The required answer is an exact copy of every entry underneath.

Data extract:
^^^^^^^^^^^^^^^^

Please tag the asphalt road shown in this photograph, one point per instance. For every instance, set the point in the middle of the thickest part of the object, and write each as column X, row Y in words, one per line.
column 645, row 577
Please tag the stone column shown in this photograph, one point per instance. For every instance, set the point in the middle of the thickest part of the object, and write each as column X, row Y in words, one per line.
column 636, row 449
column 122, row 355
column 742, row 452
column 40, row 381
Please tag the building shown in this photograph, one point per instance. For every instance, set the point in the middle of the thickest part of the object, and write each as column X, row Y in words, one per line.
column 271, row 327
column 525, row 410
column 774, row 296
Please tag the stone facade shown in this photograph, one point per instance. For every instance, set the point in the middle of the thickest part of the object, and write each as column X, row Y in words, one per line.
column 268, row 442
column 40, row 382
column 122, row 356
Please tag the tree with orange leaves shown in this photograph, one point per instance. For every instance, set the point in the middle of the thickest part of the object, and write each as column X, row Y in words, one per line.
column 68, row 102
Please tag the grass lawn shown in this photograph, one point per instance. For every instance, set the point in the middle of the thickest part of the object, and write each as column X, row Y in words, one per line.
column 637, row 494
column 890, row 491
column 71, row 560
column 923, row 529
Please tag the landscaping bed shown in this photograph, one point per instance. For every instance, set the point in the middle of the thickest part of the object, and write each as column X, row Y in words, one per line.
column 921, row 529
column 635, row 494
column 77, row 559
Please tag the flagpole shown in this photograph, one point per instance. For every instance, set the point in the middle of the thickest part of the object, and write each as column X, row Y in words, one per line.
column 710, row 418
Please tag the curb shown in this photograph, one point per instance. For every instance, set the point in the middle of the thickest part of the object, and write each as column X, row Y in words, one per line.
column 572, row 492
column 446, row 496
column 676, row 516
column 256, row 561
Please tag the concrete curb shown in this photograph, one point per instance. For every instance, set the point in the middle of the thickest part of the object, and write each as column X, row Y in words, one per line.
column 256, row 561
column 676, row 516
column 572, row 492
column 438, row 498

^^^^^^^^^^^^^^^^

Solved exercise:
Please tag the asphalt road shown in this photograph, one point per instance. For every instance, set the point in the middle of the thickest part of the object, and write each as column X, row Y in words, one per line.
column 645, row 577
Please tag the stone column shown in this photograph, one point per instance. For every instance, set the point in the middle of the thickest part of the object, and write each as column X, row Y in words, one per line.
column 636, row 449
column 122, row 355
column 742, row 452
column 40, row 381
Please tag the building shown in this photograph, one point per instance. For every instance, set the point in the middle of the thickest part of the object, and write each as column X, row Y in words, one per line.
column 271, row 327
column 525, row 410
column 774, row 296
Please tag the stone facade shown in this photograph, one point per instance. For every instance, set the point in the middle of the thickest part of the object, and write each as column X, row Y in words, one per line.
column 268, row 442
column 40, row 382
column 122, row 356
Please tag the tree with orange leaves shown in this photograph, one point per instance. For every instance, set the point in the middle of the thickest part of the object, and write each as column X, row Y in words, one per line.
column 68, row 102
Please tag the grass lawn shown in this photograph, one point per instance. For every instance, set the point in the middle of the thickest part of the object, and write each as column X, row Y in words, one per line.
column 637, row 494
column 890, row 491
column 71, row 560
column 923, row 529
Please tag the landscaping bed shown in this photograph, one point per instance. For every instance, set the point in the middle of the thickest part of the object, and write each as column X, row Y in words, one per line.
column 921, row 529
column 635, row 494
column 77, row 559
Please tag the flagpole shown in this photograph, one point per instance. For every instance, set the point in the middle of the thickest part of the object, and write each as column X, row Y in words, one per line.
column 710, row 418
Please tag the curb shown in this photograph, one point per instance. For every instance, set the point in the middle of the thickest part of the object, and write each as column X, row Y in words, one per line.
column 572, row 492
column 446, row 496
column 676, row 516
column 256, row 561
Please tag the concrete curb shown in this photograph, one point per instance. For every instance, set the point in the middle of the thickest part of the object, and write each as column X, row Y in words, one per line.
column 256, row 561
column 676, row 516
column 572, row 492
column 438, row 498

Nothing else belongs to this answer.